▸ **What to do**
Locate the string "seat" in the listing below. Copy every line where it is found.

▸ **Listed records**
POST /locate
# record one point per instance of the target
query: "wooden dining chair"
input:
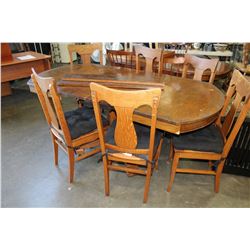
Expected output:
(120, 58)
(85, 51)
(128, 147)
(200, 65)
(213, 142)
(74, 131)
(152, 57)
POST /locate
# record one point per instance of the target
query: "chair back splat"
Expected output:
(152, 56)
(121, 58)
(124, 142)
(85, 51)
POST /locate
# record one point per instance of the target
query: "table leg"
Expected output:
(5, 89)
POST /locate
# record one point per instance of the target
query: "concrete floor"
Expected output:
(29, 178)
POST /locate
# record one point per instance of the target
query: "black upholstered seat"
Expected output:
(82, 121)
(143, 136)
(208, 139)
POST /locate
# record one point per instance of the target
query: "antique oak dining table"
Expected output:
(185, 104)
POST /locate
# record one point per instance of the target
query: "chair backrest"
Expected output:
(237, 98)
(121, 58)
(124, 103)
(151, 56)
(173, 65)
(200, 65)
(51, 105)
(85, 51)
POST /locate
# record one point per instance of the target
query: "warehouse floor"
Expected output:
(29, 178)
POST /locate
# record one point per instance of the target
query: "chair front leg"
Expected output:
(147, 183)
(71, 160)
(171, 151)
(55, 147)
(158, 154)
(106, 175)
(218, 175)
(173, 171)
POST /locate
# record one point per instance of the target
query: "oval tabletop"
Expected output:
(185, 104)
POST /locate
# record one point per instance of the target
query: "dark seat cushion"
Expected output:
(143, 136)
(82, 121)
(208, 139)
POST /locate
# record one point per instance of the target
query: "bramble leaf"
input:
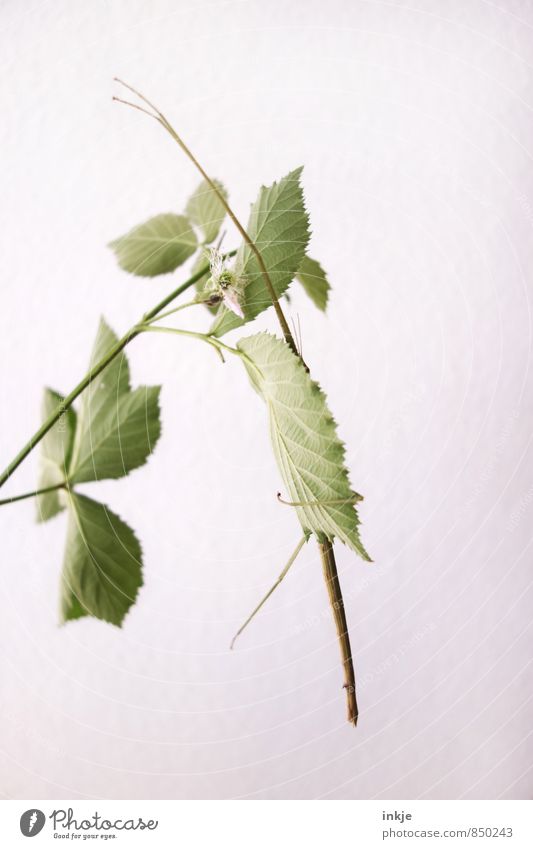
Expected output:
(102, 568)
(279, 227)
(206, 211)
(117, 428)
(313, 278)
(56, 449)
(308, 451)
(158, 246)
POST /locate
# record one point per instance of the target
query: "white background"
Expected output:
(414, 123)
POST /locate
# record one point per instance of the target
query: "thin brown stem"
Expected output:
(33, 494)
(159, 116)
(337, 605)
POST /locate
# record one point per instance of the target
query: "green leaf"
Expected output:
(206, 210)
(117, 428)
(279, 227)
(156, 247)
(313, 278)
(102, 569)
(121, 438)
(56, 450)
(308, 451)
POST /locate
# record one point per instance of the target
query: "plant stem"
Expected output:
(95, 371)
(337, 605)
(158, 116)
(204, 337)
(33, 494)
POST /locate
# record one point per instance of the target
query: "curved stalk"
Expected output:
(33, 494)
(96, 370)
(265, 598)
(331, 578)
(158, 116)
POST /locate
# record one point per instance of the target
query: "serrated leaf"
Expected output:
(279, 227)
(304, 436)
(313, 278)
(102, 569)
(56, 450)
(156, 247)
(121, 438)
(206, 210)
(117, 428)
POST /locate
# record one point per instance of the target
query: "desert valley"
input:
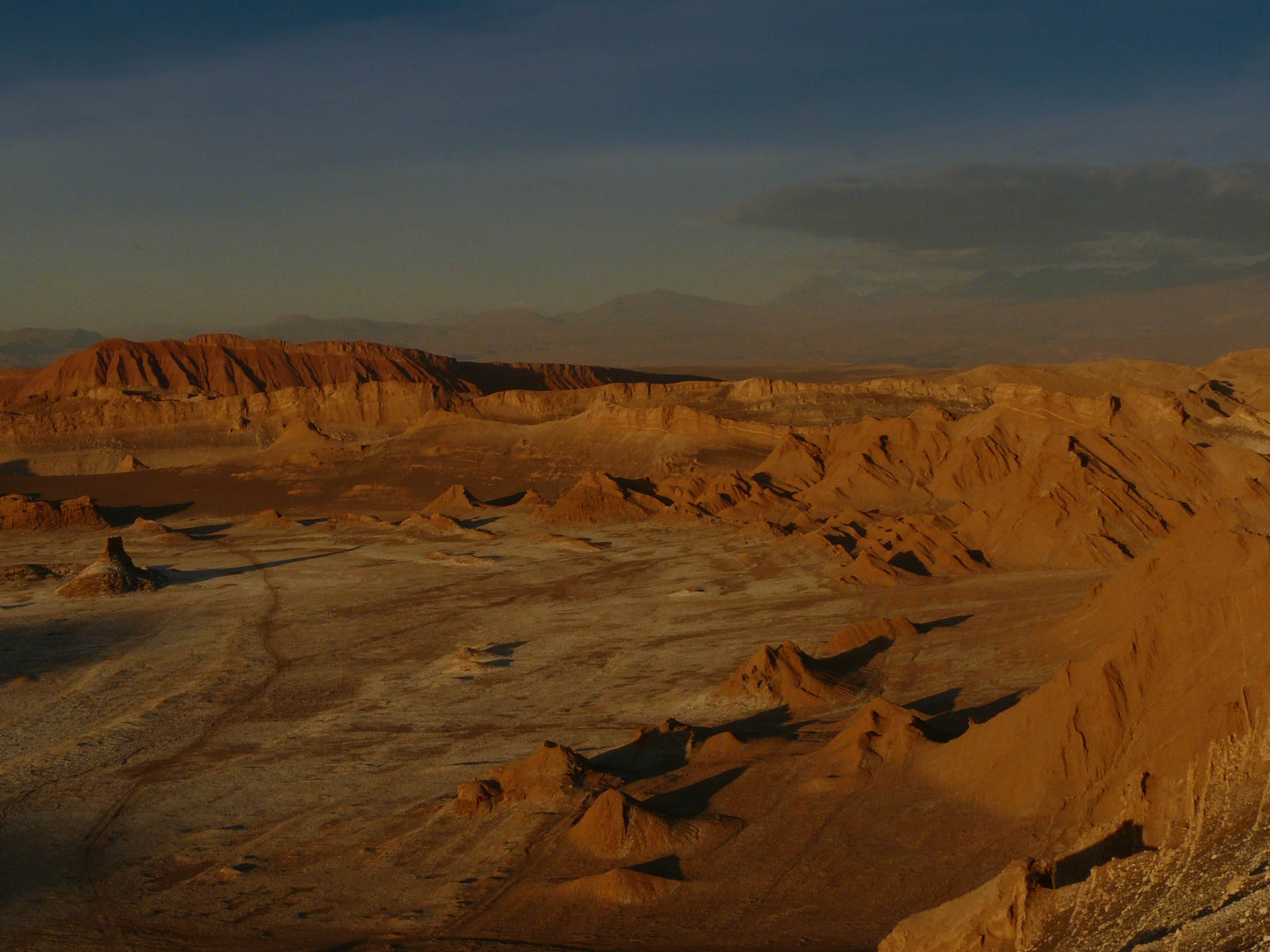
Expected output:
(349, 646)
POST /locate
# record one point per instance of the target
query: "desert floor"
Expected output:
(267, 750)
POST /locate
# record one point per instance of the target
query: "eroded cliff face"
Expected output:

▸ **Result of this task**
query: "black upholstered seat"
query: "dark seat cushion"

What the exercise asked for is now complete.